§ Exercise
Each line in the records that mentions the word "below" needs to be listed.

§ Recorded information
.....

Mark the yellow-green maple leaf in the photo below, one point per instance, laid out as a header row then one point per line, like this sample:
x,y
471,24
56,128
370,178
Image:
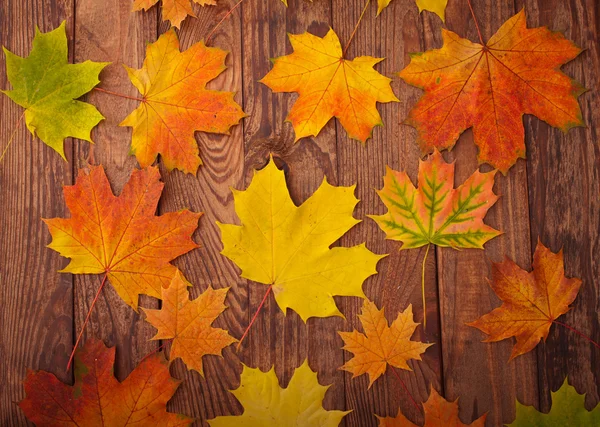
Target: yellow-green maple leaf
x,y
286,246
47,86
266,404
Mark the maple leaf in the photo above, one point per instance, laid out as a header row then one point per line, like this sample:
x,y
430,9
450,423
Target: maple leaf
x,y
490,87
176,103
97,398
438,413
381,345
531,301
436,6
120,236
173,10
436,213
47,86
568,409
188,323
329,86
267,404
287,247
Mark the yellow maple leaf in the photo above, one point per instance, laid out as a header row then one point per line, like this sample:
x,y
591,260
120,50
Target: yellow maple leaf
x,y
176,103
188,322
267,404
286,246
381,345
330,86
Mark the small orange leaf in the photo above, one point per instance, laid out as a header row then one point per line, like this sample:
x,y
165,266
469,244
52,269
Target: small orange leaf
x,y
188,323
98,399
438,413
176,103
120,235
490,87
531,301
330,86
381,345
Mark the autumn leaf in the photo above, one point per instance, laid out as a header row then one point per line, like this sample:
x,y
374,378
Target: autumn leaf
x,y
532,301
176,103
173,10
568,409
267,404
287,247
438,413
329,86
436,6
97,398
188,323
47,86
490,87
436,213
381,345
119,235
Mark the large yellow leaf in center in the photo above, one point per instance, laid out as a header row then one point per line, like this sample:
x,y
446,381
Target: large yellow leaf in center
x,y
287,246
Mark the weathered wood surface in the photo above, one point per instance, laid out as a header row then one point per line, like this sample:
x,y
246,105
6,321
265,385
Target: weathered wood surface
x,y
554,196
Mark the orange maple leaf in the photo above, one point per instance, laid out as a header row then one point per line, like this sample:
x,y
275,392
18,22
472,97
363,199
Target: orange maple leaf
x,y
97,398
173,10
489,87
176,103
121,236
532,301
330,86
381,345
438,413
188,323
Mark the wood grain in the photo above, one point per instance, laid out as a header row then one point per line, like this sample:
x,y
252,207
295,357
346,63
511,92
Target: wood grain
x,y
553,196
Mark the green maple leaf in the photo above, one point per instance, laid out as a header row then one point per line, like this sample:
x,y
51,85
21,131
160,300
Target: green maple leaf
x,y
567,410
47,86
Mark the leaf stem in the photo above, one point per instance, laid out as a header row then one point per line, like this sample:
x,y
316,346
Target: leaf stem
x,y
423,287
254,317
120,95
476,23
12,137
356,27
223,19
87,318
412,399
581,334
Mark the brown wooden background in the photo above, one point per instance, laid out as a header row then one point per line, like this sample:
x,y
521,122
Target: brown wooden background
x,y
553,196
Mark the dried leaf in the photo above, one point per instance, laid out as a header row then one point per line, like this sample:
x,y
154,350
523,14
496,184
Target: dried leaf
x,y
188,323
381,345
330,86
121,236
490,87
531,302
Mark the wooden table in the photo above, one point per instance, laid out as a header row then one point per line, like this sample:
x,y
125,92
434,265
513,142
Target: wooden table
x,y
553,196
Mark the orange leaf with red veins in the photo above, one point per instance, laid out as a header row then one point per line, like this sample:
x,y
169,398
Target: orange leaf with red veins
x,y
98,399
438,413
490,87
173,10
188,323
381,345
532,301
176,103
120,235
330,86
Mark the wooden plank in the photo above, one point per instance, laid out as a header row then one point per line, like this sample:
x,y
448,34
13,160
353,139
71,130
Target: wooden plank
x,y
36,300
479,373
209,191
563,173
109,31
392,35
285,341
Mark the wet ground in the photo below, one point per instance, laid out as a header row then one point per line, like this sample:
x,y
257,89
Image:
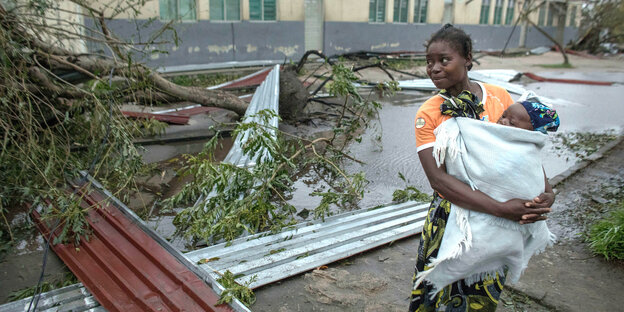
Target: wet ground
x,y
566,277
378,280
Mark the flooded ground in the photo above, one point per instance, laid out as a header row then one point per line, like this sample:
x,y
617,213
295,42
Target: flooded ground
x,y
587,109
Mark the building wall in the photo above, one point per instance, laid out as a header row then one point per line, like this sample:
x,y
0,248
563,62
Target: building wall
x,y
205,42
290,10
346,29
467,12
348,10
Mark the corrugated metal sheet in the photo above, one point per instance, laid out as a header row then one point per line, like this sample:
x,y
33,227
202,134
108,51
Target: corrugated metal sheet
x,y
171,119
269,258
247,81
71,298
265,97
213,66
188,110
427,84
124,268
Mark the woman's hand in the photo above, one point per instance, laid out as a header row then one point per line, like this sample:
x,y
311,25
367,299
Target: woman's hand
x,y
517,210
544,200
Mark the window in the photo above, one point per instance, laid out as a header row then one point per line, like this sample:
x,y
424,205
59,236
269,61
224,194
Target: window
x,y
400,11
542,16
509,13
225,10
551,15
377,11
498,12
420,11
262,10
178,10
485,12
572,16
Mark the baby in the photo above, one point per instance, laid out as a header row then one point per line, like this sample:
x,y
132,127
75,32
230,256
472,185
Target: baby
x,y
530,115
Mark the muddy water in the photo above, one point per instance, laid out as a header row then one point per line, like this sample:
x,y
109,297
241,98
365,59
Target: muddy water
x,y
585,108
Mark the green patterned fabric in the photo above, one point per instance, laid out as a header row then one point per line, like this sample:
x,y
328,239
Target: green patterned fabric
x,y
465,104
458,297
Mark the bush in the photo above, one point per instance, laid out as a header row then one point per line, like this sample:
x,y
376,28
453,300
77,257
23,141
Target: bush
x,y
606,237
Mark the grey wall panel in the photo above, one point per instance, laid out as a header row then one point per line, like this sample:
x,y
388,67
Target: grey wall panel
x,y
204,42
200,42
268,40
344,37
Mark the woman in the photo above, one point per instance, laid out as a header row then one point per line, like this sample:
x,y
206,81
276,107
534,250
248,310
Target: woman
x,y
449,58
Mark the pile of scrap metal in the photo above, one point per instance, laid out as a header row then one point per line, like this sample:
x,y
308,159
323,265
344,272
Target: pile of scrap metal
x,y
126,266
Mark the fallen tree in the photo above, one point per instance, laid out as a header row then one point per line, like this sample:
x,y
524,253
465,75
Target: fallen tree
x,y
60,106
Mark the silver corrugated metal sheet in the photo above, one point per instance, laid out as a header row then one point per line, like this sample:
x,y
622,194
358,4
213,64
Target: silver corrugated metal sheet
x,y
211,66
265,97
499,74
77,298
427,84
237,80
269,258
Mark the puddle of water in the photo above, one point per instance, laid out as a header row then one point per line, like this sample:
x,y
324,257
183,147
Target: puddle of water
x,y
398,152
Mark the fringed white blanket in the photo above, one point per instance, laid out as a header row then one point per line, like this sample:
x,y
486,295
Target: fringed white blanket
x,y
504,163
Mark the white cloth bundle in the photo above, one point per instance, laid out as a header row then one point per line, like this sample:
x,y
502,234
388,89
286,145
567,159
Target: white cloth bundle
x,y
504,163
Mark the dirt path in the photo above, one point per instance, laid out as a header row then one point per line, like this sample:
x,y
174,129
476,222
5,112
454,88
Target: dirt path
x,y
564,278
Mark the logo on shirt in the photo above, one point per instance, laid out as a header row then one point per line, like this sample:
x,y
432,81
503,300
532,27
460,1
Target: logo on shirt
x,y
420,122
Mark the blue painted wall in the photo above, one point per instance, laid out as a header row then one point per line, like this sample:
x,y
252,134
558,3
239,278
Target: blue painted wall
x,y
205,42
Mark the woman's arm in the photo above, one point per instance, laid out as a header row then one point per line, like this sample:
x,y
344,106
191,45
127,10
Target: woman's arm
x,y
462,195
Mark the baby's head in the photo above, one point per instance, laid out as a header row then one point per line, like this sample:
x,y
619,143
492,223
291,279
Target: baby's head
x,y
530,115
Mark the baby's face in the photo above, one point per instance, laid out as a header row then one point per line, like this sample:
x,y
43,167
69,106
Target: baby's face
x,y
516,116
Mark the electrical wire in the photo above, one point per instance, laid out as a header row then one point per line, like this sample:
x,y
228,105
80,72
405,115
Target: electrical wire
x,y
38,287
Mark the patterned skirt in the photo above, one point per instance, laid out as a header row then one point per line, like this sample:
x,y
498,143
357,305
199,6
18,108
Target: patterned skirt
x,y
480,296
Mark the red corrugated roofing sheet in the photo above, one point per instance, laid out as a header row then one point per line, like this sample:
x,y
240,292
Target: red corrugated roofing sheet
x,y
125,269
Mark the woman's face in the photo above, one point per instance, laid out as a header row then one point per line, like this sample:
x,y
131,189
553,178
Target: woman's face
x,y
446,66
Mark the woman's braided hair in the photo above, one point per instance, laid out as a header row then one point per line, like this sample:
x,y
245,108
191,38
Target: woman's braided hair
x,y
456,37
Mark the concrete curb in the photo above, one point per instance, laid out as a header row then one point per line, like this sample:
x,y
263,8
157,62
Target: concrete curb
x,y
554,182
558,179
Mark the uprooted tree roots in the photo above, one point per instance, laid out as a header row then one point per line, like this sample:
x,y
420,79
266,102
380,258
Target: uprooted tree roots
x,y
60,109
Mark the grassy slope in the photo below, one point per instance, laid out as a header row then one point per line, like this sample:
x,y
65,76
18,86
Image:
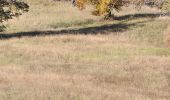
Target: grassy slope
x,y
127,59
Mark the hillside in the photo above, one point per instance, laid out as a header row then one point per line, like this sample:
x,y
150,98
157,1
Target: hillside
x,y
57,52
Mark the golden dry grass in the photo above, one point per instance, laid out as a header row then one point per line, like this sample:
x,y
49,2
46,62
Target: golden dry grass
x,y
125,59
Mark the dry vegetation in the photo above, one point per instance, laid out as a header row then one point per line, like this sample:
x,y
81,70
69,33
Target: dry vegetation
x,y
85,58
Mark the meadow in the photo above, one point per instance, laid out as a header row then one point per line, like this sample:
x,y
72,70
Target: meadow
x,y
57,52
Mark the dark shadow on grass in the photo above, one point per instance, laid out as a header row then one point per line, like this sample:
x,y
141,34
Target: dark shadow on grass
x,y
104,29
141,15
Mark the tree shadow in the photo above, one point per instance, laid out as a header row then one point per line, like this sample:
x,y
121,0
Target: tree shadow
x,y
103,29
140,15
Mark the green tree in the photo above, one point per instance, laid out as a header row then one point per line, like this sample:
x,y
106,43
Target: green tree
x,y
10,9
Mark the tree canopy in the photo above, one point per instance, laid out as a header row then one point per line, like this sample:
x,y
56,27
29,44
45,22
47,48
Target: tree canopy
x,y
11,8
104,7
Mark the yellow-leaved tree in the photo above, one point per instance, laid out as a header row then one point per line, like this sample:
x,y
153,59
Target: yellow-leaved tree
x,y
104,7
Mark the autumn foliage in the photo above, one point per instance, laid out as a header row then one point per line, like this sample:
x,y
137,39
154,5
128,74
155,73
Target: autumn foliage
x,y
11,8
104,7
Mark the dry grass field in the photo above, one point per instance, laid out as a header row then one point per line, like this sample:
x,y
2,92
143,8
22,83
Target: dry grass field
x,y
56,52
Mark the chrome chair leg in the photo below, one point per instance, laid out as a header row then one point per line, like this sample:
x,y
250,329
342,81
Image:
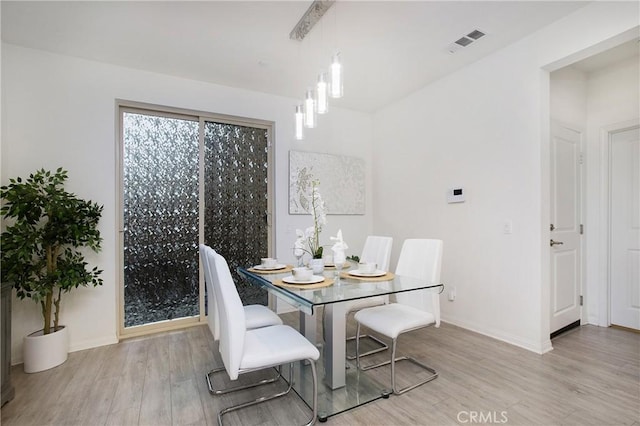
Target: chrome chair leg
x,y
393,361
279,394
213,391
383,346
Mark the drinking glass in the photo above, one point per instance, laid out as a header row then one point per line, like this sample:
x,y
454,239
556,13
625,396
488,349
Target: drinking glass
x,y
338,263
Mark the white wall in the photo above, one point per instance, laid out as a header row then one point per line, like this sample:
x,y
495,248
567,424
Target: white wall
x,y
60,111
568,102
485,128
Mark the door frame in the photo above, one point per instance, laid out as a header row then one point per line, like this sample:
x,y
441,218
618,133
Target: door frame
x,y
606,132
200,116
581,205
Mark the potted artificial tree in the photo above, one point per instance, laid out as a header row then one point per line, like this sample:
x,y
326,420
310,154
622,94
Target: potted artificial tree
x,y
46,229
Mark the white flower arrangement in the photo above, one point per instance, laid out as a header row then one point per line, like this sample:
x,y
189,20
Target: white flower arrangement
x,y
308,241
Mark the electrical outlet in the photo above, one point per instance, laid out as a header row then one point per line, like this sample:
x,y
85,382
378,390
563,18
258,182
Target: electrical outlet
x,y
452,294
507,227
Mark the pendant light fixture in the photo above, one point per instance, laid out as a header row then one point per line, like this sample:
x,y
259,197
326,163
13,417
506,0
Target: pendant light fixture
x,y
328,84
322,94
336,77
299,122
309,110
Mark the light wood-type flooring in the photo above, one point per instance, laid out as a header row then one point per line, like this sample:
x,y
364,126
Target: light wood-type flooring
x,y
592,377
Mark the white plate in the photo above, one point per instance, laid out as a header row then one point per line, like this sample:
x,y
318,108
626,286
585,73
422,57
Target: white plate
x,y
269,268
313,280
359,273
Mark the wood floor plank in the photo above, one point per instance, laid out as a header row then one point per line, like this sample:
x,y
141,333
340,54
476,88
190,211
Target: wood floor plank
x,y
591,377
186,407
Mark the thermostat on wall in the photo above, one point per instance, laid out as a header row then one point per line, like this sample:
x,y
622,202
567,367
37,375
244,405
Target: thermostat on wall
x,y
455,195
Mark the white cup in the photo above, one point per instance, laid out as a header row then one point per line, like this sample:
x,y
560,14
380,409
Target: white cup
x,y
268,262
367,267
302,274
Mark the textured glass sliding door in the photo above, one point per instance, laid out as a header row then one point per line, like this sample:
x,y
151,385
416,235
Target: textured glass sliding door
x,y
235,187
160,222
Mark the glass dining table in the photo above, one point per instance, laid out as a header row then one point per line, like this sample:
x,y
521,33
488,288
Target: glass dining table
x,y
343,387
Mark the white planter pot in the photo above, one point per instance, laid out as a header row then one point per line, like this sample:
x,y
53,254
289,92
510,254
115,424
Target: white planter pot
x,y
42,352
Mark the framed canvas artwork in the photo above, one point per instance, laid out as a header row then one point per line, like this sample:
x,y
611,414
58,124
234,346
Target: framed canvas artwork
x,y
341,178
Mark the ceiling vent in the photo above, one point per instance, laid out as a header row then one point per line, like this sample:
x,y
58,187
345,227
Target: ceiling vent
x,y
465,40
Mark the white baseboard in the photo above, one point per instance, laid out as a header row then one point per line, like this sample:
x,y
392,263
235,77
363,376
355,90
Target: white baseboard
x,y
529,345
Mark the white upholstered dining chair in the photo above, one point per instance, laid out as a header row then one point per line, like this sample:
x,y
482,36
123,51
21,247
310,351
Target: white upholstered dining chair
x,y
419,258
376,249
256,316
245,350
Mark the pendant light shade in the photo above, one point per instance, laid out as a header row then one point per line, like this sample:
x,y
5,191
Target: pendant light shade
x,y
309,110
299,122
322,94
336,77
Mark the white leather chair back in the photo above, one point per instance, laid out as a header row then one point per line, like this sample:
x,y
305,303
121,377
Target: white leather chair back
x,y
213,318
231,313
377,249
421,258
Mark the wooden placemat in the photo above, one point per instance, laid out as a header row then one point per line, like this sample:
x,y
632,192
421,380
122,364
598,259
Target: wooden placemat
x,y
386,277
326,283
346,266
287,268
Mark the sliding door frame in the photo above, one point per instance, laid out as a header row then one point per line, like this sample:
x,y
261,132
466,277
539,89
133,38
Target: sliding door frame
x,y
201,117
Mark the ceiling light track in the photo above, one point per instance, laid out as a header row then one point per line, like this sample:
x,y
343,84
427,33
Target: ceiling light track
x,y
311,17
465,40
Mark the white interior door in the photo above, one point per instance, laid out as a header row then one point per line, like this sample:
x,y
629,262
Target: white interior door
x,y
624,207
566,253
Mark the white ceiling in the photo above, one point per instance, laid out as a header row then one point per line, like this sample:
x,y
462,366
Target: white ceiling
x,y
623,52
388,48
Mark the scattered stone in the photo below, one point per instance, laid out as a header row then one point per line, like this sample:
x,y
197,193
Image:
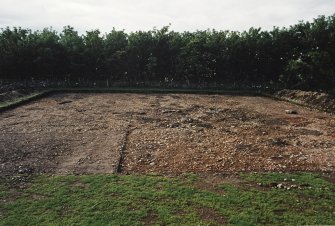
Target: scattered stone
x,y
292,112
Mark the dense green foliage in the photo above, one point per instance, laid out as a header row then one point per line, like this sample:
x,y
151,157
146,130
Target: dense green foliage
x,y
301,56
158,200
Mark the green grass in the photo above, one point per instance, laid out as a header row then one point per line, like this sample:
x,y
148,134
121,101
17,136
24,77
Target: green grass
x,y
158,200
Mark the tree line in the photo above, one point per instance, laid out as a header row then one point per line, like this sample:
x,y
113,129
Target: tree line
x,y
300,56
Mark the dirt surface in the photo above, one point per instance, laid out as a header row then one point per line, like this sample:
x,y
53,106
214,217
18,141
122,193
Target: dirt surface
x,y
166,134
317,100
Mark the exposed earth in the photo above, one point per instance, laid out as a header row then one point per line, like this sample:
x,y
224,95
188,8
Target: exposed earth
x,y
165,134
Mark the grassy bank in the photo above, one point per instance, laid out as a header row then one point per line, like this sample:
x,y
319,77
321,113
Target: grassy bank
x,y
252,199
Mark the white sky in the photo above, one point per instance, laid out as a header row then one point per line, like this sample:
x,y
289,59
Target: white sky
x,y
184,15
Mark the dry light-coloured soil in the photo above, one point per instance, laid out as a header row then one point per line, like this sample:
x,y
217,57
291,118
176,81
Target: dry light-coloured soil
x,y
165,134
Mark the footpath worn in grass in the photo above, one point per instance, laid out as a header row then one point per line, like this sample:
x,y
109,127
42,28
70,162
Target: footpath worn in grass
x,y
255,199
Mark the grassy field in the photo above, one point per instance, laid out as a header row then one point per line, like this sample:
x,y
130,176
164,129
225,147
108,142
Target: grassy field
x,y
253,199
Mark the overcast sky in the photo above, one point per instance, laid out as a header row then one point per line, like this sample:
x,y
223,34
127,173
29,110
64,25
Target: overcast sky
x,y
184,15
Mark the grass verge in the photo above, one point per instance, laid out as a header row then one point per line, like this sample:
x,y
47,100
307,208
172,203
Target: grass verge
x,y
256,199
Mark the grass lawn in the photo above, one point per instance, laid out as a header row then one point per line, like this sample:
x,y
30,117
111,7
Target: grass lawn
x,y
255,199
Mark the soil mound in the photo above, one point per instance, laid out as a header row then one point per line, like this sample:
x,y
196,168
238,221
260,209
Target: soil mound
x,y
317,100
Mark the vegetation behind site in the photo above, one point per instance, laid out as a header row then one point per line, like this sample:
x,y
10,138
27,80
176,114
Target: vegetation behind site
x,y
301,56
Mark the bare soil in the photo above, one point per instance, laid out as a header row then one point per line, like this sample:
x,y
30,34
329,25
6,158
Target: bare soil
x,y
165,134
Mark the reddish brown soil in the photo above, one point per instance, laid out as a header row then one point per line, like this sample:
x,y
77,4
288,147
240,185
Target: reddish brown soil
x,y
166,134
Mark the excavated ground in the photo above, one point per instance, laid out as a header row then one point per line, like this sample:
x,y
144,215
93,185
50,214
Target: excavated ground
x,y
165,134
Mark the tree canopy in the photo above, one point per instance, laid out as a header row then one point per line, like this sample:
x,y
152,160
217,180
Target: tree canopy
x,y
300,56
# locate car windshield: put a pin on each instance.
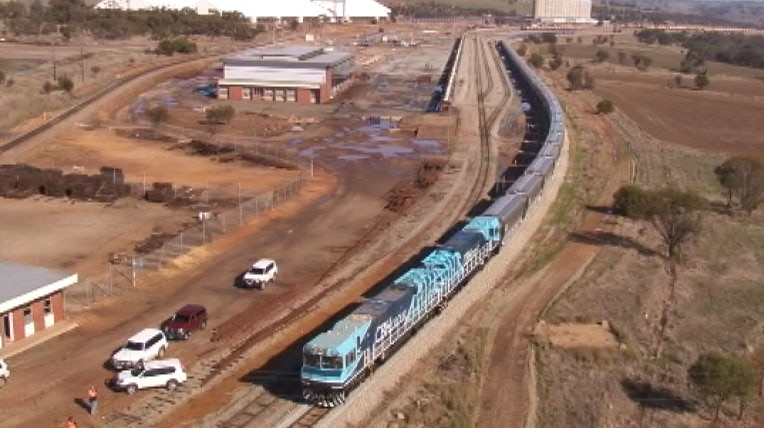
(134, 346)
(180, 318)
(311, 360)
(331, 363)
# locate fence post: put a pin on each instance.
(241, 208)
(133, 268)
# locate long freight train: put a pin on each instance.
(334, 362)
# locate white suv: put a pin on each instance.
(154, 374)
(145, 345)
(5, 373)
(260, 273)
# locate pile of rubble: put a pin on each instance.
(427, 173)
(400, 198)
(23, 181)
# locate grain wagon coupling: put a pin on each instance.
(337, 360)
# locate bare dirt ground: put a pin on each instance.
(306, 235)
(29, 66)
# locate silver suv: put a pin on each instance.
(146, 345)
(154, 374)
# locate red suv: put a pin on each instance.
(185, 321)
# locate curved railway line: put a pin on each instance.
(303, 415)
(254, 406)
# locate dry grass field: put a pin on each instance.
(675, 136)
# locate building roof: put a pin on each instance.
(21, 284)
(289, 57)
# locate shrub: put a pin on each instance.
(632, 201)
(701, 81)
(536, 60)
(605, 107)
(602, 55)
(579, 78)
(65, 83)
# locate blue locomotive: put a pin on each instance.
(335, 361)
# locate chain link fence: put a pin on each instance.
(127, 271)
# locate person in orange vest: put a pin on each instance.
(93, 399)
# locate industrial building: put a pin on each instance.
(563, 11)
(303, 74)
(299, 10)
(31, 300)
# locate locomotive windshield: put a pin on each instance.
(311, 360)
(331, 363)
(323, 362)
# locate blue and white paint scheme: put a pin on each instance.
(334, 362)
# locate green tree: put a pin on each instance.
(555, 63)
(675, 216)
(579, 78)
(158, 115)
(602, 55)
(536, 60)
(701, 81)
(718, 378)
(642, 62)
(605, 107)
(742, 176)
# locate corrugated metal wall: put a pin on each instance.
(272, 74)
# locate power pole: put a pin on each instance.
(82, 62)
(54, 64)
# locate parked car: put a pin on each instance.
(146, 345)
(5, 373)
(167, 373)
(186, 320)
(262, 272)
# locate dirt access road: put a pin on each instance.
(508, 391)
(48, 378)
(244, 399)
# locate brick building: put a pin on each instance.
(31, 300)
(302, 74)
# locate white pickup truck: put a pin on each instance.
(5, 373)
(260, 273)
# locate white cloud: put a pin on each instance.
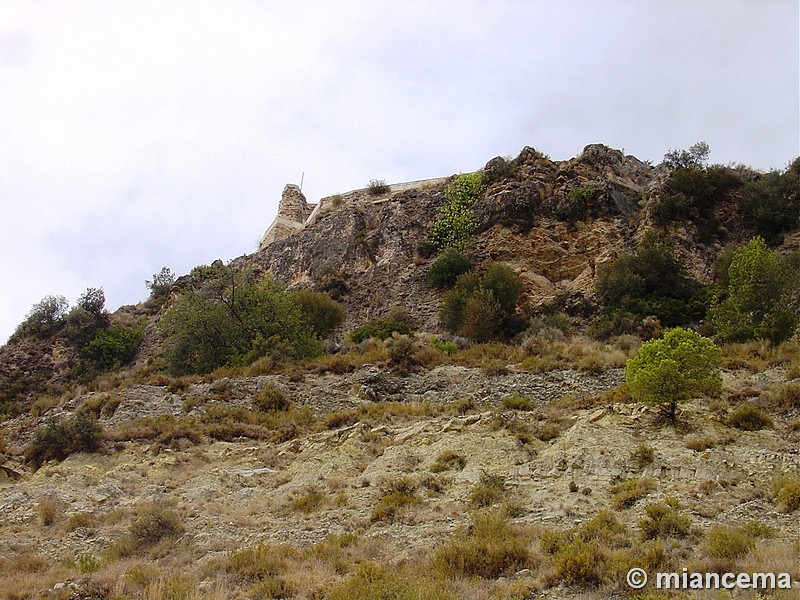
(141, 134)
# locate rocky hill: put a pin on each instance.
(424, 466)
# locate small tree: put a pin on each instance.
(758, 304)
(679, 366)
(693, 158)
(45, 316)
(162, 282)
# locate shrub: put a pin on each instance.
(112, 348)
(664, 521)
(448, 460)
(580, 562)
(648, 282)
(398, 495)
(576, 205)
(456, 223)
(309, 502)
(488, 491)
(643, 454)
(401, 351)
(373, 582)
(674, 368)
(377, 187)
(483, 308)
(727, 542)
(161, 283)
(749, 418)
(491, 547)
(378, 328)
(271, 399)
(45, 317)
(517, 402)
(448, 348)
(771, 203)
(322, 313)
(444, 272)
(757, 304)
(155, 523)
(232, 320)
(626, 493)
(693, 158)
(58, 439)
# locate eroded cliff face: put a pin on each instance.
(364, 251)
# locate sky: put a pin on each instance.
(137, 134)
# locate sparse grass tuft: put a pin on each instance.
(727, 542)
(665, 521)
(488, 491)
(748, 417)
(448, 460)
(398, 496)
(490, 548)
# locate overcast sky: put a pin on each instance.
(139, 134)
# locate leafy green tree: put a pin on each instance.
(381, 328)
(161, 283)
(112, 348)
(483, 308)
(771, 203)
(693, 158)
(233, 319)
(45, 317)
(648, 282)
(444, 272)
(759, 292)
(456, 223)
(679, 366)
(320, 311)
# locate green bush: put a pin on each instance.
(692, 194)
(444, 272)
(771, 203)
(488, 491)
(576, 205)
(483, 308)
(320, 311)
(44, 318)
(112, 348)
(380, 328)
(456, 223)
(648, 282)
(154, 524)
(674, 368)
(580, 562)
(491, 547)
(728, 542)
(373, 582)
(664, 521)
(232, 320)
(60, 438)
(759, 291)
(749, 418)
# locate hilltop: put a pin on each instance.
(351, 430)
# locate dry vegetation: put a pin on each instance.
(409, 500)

.....

§ Solved problem
Mark the yellow-green maple leaf in the photo below, one point per instance, laid out as a header row then one point per line, like this sample:
Mark the wet ground in the photo below, one point per instance, laid out as a header row then one point per line, like this sample:
Mark the grassy slope in the photo below, one point per instance, laid out as a header row then one point per line, like this sample:
Mark the chrome chair leg in the photo below, one point per instance, laid out as a header row then one point per line, like this sample:
Mark the scattered stone in the photo below, one point per instance, laid out as a header row then one point per line, like this sample:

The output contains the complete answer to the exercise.